**Goal:**
Are you able to quote each entry exactly as written?

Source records
## Begin

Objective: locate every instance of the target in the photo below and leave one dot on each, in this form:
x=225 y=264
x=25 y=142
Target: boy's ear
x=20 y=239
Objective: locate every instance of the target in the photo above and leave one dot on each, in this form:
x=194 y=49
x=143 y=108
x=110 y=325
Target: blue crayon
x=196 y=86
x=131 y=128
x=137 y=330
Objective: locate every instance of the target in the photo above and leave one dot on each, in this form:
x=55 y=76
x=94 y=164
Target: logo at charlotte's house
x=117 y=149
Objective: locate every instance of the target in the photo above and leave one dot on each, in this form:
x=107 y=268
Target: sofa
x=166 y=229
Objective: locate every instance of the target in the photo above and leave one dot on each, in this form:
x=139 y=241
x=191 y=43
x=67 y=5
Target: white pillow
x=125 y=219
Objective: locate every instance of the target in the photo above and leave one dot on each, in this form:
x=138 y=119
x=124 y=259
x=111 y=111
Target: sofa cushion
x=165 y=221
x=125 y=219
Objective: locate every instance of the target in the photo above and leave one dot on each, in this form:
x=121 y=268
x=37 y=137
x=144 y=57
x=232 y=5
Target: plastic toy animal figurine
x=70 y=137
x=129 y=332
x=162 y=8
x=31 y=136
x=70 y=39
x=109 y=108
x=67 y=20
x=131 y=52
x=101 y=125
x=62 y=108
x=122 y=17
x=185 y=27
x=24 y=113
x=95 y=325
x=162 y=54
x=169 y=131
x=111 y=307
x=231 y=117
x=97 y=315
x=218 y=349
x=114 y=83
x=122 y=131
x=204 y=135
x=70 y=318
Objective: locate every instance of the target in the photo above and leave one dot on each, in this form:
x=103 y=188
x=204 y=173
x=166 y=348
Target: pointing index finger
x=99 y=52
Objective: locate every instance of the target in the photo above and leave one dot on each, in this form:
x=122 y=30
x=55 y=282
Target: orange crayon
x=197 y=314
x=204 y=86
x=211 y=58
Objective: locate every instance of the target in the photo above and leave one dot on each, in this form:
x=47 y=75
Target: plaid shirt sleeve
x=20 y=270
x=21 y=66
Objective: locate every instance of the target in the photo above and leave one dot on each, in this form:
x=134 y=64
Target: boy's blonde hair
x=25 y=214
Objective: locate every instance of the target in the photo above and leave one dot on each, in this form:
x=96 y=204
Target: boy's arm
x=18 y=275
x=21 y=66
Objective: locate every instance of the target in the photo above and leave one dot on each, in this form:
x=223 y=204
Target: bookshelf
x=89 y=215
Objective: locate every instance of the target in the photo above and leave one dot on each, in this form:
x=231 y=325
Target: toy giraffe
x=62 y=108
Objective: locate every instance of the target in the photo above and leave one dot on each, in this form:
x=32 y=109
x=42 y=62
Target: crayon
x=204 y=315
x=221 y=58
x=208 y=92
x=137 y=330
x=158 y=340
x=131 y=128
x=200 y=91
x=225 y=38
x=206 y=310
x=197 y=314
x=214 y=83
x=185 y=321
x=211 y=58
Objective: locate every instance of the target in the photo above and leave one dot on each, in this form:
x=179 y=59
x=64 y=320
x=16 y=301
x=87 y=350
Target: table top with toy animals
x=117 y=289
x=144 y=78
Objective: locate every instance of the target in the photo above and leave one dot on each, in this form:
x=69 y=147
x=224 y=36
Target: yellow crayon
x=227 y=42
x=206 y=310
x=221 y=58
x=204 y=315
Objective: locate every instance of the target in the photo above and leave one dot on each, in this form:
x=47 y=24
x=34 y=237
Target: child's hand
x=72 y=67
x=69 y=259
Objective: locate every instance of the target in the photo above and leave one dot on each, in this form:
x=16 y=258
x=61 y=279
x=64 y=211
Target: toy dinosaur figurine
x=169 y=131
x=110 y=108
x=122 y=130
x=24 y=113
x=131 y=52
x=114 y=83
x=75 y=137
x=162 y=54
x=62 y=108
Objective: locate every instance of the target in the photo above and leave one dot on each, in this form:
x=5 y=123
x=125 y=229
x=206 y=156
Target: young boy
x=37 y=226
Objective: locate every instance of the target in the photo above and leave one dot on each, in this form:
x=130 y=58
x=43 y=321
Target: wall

## End

**Output for this exercise:**
Objective: locate every instance of the target in the photo below and leave one dot on each, in this form:
x=225 y=264
x=25 y=142
Target: boy's ear
x=20 y=239
Objective: locate every instance of the target in the photo above and leave one dot on each, in this form:
x=194 y=49
x=143 y=108
x=110 y=325
Target: blue crayon
x=196 y=86
x=131 y=128
x=137 y=330
Objective: locate every instance of the target in the photo above and leave one dot on each, in this form:
x=55 y=76
x=94 y=164
Target: logo at charlotte's house
x=117 y=149
Objective: locate every instance of the target in the photo above and leave one dot on each, in this form:
x=107 y=268
Target: sofa
x=166 y=229
Objective: locate every instance of the target in the photo above and leave one dot on each, in this form:
x=139 y=241
x=191 y=43
x=67 y=5
Target: white pillow
x=125 y=219
Objective: locate every instance of the target in the photo above and leave one dot on each, in this form:
x=138 y=119
x=124 y=259
x=111 y=111
Target: sofa cushion
x=165 y=221
x=125 y=219
Objective: locate every instance of the target in the photo above and leave one dot on each, in this form:
x=121 y=268
x=37 y=137
x=144 y=57
x=232 y=5
Target: plastic toy animal figurine
x=70 y=137
x=129 y=332
x=162 y=8
x=31 y=136
x=70 y=39
x=109 y=108
x=67 y=20
x=131 y=52
x=101 y=125
x=62 y=108
x=122 y=17
x=185 y=27
x=24 y=113
x=95 y=325
x=162 y=54
x=169 y=131
x=111 y=307
x=231 y=117
x=97 y=315
x=218 y=349
x=114 y=83
x=122 y=131
x=204 y=135
x=70 y=318
Objective: locate every instance of the target in the photo above and leave one dot on each, in this form:
x=103 y=188
x=204 y=173
x=166 y=348
Target: pointing index finger
x=99 y=52
Objective: locate every instance of the target in the photo above and leave one dot on each, in this form:
x=122 y=30
x=55 y=282
Target: orange crayon
x=197 y=314
x=204 y=86
x=211 y=58
Objective: locate every instance of the target in the photo above and leave one dot on each, in this form:
x=47 y=75
Target: plaid shirt sleeve
x=20 y=270
x=21 y=66
Objective: locate every instance of the target in the photo above and leave one dot on each, in this form:
x=134 y=64
Target: boy's blonde hair
x=25 y=214
Objective: locate every instance of the target in the photo above and leave one dot on each, in this form:
x=96 y=204
Target: boy's arm
x=18 y=275
x=21 y=66
Objective: locate every instance of the target in the photo above and leave one dot on each, in this form:
x=223 y=204
Target: bookshelf
x=89 y=215
Objective: locate every instance of the target in the photo above and leave one dot on each, in this form:
x=231 y=325
Target: toy giraffe
x=62 y=108
Objective: locate every instance of the target in the photo above and leave one dot on each, in this form:
x=32 y=109
x=42 y=62
Target: crayon
x=204 y=315
x=221 y=58
x=208 y=92
x=137 y=330
x=158 y=340
x=131 y=128
x=200 y=91
x=225 y=38
x=206 y=310
x=197 y=314
x=214 y=83
x=185 y=321
x=211 y=58
Objective: locate every instance of the target in the photo above and leave one dot on each, in this form:
x=179 y=59
x=64 y=320
x=16 y=301
x=87 y=350
Target: table top with toy animals
x=117 y=289
x=144 y=78
Objective: locate every instance of the target in the photo above and leave one dot on each, in this form:
x=69 y=147
x=224 y=36
Target: yellow crayon
x=227 y=42
x=206 y=310
x=221 y=58
x=204 y=315
Objective: locate every instance of the target in the photo above and leave one dot on each, in this form:
x=47 y=24
x=34 y=237
Target: child's hand
x=72 y=67
x=69 y=259
Objective: locate every instance of the target in the photo above and leave one dot on each, in this form:
x=16 y=258
x=61 y=279
x=64 y=211
Target: toy dinosaur figurine
x=169 y=131
x=110 y=108
x=122 y=130
x=24 y=113
x=131 y=52
x=114 y=83
x=75 y=137
x=162 y=54
x=62 y=108
Objective: locate every instance of the target in the photo above and leave one dot on each, in this form:
x=5 y=123
x=125 y=229
x=206 y=156
Target: young boy
x=37 y=226
Objective: locate every instance of the target in the photo above and leave one dot on each, in this form:
x=130 y=58
x=43 y=321
Target: wall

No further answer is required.